- _Things to do_
1 - Answer these questions from the pawpaw passage:
(a) In what group sizes were the seedlings transplanted?
(b) After how many years did the old trees start to fruit less?
(c) What leaves were placed on top of the harvested fruit to help it ripen?
2 - Retype part of the pawpaw passage word for word. Begin at the words "We never bought" and stop after "fruits on them.".

- _Document passage_

*** Begin section ***

Fruits Part 9: Pawpaw

 

 

Like mango and passion fruit seedlings, the first different types of pawpaw we ate at the homestead, gave us seeds that we poured in the nursery in grooves and on lines in order to get seedlings. The germination at the nursery was fast and plentiful. The seedlings were very healthy.

 

We transplanted the seedlings in the designated areas in groups of threes or fours just in case some seedlings died or withered. Where all the seedlings made it, we pruned them by pulling out one or two respectively and leaving two.

 

The seedlings progressed very fast and very well indeed. Like guavas and custard apples, they too did not need much care once the seedlings stabilized in the areas where they were transplanted. They raced in their development and by the end of the first year some of them depending on the type were three feet tall and flowering.

 

This is a fruit that gave us a lot of food, money and very little work.

 

The leaves were food for cattle and vegetables for us; the fruit was food for cattle, poultry and us; the trunks and stems were manure. No part was useless.

 

We never bought seeds as we used seeds left after eating to plant in the nursery to replace the old trees that reduced their fruiting after four years and eventually dried out and collapsed.

 

We had a variety of types of fruit: from small ones to very big ones and from round ones to long ones. Some were red inside while others were orange or yellow inside. Some of the trees were very tall while some were medium height or short. The tree trunks also varied in size with some having branches that bore fruits on them.

 

When mature going by the color change on all sides or a patch on one side, we harvested them and put them in cardboard boxes or wooden boxes or just left them lying on old newspapers on the corner of one of the verandahs with Lukina leaves added on top to help with the ripening process. They turned out yellow outside and sweet unlike those forced to ripen after being harvested prematurely.

 

The plants were totally disease free. At times, monkeys loved harvesting them for themselves during the day.

*** End section ***

- _Listed entries_
*** Begin section ***

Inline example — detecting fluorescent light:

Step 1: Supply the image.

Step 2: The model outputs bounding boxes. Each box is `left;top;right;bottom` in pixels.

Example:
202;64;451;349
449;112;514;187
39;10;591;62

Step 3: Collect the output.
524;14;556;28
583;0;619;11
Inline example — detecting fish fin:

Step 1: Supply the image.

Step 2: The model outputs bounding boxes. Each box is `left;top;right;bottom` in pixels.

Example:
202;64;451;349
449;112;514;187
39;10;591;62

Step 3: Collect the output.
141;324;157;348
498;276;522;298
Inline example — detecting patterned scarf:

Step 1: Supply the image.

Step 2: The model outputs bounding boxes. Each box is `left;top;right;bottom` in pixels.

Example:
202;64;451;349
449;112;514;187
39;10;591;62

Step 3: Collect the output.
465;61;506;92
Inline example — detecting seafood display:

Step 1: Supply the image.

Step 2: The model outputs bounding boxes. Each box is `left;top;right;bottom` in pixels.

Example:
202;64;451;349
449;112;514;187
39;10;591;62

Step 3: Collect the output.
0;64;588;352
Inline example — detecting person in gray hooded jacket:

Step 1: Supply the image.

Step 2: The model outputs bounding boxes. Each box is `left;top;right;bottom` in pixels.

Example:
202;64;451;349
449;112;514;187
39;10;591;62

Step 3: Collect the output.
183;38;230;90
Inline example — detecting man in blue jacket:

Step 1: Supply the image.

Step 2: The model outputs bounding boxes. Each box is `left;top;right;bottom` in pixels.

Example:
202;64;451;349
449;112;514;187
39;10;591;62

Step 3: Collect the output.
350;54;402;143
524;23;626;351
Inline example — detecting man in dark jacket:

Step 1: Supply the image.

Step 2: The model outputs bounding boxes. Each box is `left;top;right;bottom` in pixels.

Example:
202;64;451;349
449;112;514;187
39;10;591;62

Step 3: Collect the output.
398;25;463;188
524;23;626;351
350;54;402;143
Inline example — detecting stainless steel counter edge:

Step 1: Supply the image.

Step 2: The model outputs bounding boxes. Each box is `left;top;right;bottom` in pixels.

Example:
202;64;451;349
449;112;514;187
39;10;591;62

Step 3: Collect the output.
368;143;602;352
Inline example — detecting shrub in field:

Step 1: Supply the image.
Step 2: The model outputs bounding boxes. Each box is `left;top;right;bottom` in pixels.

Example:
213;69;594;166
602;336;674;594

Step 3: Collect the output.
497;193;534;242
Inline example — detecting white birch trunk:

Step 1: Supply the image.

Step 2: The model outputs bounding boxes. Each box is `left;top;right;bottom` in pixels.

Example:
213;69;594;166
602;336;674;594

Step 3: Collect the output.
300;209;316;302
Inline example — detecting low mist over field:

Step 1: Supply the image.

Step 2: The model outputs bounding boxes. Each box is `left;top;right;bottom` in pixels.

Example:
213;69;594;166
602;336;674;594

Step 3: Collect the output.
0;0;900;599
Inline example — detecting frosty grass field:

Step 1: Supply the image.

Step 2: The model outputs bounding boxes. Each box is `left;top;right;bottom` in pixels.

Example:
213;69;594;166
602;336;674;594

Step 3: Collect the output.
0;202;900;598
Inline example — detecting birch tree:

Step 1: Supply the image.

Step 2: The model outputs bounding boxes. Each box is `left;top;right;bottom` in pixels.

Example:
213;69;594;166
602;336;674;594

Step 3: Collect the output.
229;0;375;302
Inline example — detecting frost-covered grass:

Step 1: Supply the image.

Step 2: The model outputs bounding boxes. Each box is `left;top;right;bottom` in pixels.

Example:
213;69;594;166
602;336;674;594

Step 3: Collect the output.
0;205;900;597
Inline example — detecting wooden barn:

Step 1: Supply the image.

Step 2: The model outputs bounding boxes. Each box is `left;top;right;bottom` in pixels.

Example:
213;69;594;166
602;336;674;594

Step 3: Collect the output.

*** End section ***

- _Responses per task_
1 -
(a) Groups of threes or fours.
(b) Four years.
(c) Lukina leaves.

2 -
We never bought seeds as we used seeds left after eating to plant in the nursery to replace the old trees that reduced their fruiting after four years and eventually dried out and collapsed.

 

We had a variety of types of fruit: from small ones to very big ones and from round ones to long ones. Some were red inside while others were orange or yellow inside. Some of the trees were very tall while some were medium height or short. The tree trunks also varied in size with some having branches that bore fruits on them.